**PASSAGE PROVIDED**
----

They also brought cultural and political attitudes that were forged far away from the slaveholding South, the place from whence the state’s first wave of Anglo settlers had mostly come, some twenty years earlier. Later, when the Civil War came, many of the German immigrants were happy to go along with the pro-slavery, pro-secession majority, but there were enough subscribers to abolitionist newspapers like the San Antonio-Zeitung and enough delegates willing to stand up in conventions and declare slavery to be evil that many Texans began to regard Germans as a fifth column.

One of the many little Hill Country towns where these Germans settled was Comfort, the birthplace, a century or so later, of Buzzie’s Bar-B-Q (which later moved to nearby Kerrville). Comfort is also the site of one of the most poignant monuments in Texas, a simple limestone obelisk with the words “Treue der Union” carved on its front. “Treue der Union” means “Loyalty to the Union,” and the monument honors the 36 men, most of them Germans, who were killed by local Confederate troops in 1862 as they attempted to flee to Mexico rather than fight for the South in the Civil War.

The war is long over, and though certain barbecue matters—mop sauce versus dry rub, oak versus hickory, white bread versus crackers—seem like they will defy adjudication forever, it’s a safe bet that the descendants of those dead German Unionists and the Confederates who killed them would unite in agreeing that vinegary pulled pork with a scoop of coleslaw on top is not something they would care to eat.

Their meat, and ours, is beef, the meat of wide-open spaces, the thing that Southerners don’t talk about when they talk about barbecue. Texans may have made a few ill-considered choices here and there in our history, but brisket is not one of them. If our right to define it as the cornerstone of proper barbecue is ever threatened, we will not hesitate to secede again—but this time from the South.

----

**TASK INPUTS**
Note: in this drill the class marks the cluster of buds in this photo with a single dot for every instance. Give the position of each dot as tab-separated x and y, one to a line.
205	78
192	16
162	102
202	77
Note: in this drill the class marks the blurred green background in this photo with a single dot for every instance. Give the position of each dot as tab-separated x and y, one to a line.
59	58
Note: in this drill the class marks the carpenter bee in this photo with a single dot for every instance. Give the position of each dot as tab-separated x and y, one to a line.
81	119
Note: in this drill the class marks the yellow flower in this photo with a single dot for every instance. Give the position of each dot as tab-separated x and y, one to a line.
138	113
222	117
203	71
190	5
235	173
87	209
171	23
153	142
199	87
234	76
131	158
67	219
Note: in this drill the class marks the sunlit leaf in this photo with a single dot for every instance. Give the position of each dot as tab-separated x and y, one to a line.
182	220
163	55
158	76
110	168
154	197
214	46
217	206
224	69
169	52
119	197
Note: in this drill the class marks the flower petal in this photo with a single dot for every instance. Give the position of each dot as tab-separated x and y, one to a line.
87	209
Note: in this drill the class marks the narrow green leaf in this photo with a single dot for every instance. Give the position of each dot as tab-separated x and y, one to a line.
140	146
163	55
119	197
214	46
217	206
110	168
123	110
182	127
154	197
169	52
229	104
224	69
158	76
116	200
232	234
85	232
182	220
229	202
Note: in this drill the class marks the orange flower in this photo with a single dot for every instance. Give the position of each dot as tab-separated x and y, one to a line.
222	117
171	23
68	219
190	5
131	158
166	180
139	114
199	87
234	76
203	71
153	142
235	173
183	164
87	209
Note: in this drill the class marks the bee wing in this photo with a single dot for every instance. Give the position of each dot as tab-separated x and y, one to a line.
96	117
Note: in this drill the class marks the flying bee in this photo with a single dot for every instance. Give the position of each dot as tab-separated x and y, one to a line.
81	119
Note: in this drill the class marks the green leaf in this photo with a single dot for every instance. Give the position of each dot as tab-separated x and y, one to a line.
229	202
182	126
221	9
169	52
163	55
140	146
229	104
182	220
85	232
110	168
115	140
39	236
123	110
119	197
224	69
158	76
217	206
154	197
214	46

----

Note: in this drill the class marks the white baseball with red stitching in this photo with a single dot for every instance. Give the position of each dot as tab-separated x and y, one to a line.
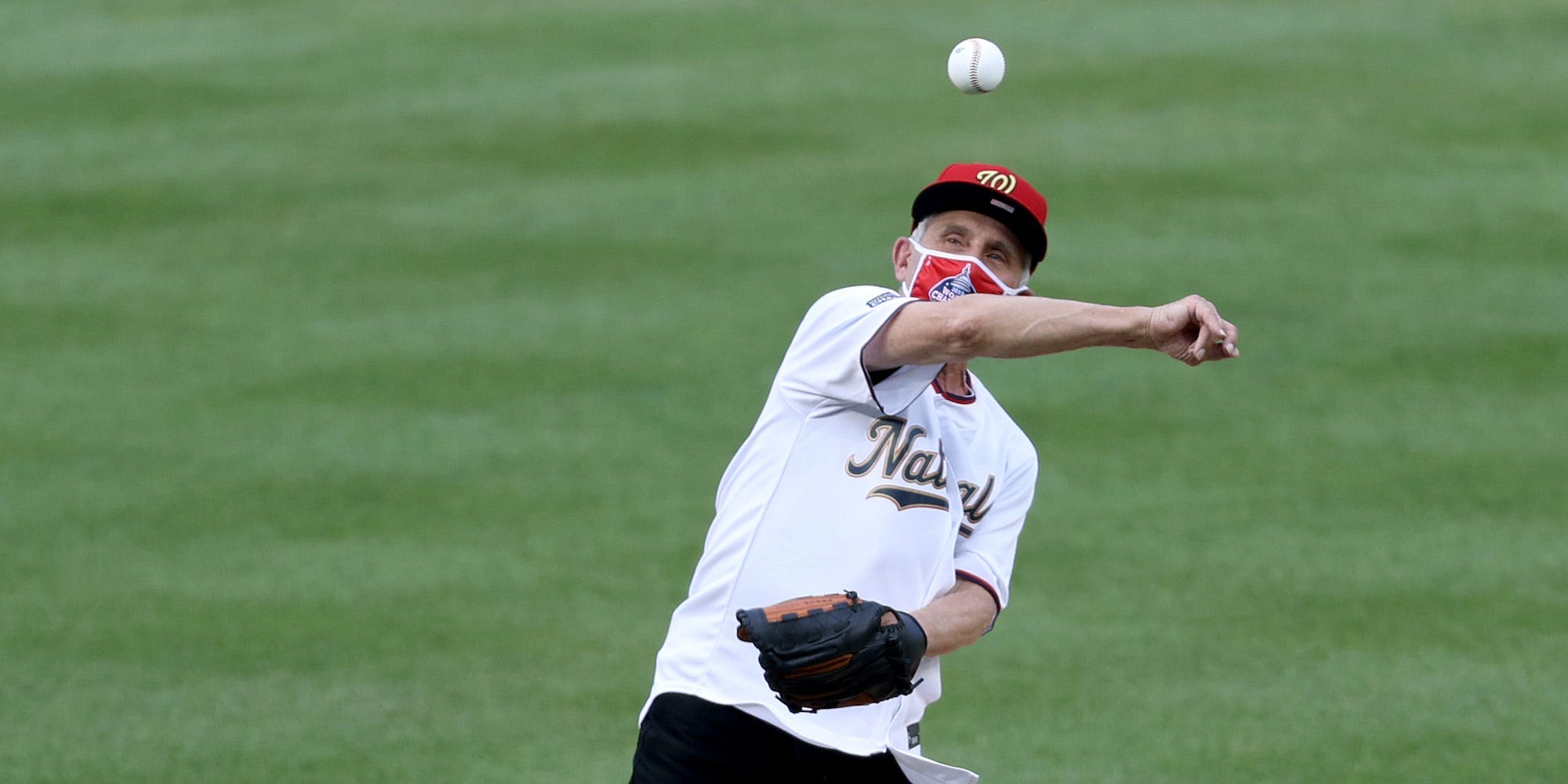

----

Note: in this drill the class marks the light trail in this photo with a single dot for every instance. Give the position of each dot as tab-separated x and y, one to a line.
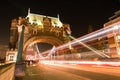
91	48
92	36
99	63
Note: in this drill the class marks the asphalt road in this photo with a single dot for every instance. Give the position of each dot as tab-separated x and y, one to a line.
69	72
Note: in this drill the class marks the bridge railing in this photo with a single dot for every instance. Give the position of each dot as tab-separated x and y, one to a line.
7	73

----

**GOALS**
1) In the passage on Texas barbecue, what words are carved on the front of the limestone obelisk in Comfort?
2) Report how many lines of the records contain the string "stitching", with case counting, and give only the number.
The passage on Texas barbecue has no connection to the records.

**SOLUTIONS FOR EACH TASK**
1) "Treue der Union," which means "Loyalty to the Union."

2) 1